[Extracted data entries]
########

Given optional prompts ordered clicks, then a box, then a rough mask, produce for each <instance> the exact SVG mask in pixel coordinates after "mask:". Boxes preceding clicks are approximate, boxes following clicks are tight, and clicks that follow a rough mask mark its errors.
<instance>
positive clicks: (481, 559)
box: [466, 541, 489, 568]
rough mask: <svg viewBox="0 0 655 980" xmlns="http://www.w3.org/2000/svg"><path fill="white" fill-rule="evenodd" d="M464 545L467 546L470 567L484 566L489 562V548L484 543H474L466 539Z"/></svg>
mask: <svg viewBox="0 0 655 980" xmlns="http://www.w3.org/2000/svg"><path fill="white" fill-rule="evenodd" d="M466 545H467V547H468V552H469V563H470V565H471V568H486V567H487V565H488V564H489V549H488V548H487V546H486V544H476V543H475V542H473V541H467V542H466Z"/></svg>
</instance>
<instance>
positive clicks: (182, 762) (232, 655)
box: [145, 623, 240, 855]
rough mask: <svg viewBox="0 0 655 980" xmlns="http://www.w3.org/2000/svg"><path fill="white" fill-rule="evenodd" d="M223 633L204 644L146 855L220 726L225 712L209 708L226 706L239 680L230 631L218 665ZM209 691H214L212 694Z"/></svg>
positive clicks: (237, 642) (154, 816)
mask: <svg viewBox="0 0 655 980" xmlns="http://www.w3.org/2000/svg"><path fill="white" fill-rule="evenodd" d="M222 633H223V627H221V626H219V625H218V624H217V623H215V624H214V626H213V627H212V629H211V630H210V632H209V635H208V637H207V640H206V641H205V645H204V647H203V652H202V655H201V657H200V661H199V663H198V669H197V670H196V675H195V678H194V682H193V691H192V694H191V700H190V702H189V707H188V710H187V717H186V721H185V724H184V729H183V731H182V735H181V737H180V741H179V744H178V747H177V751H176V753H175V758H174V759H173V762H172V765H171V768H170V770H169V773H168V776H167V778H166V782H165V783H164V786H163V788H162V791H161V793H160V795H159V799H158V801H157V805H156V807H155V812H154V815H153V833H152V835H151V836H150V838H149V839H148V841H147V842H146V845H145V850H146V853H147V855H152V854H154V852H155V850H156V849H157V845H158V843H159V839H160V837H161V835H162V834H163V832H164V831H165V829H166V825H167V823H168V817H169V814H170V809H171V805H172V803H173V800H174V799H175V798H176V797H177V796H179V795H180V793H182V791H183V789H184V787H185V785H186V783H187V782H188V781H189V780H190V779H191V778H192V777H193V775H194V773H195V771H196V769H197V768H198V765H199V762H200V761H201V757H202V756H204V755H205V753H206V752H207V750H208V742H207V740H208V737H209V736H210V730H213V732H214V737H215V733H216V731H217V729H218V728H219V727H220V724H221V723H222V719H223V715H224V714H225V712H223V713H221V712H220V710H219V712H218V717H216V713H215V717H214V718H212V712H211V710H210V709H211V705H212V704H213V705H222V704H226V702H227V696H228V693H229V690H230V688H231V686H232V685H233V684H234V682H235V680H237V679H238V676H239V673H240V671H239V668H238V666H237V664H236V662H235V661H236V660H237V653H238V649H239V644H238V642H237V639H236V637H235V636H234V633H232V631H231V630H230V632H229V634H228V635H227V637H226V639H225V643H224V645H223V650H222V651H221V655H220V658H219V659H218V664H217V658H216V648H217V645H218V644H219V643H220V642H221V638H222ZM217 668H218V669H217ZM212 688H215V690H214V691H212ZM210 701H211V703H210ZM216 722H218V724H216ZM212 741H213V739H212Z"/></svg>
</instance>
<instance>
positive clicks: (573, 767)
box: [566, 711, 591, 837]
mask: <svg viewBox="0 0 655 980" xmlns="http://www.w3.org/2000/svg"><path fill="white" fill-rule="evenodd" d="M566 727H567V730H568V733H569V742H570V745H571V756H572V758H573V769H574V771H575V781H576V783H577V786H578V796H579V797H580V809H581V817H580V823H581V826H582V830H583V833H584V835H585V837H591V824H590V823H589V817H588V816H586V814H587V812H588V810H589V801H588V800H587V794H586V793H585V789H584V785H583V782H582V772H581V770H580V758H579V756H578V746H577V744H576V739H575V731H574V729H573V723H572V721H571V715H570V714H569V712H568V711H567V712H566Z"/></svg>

########

▸ TASK GOAL:
I'd like the lines above from the one with "box: [145, 623, 240, 855]" up to and including the one with "633L204 644L146 855L220" copied exactly, with no other lines.

▸ EXERCISE SOLUTION:
box: [145, 623, 240, 855]
rough mask: <svg viewBox="0 0 655 980" xmlns="http://www.w3.org/2000/svg"><path fill="white" fill-rule="evenodd" d="M223 633L204 644L146 855L220 726L225 712L209 708L226 706L239 680L230 631L218 665ZM209 691H214L212 694Z"/></svg>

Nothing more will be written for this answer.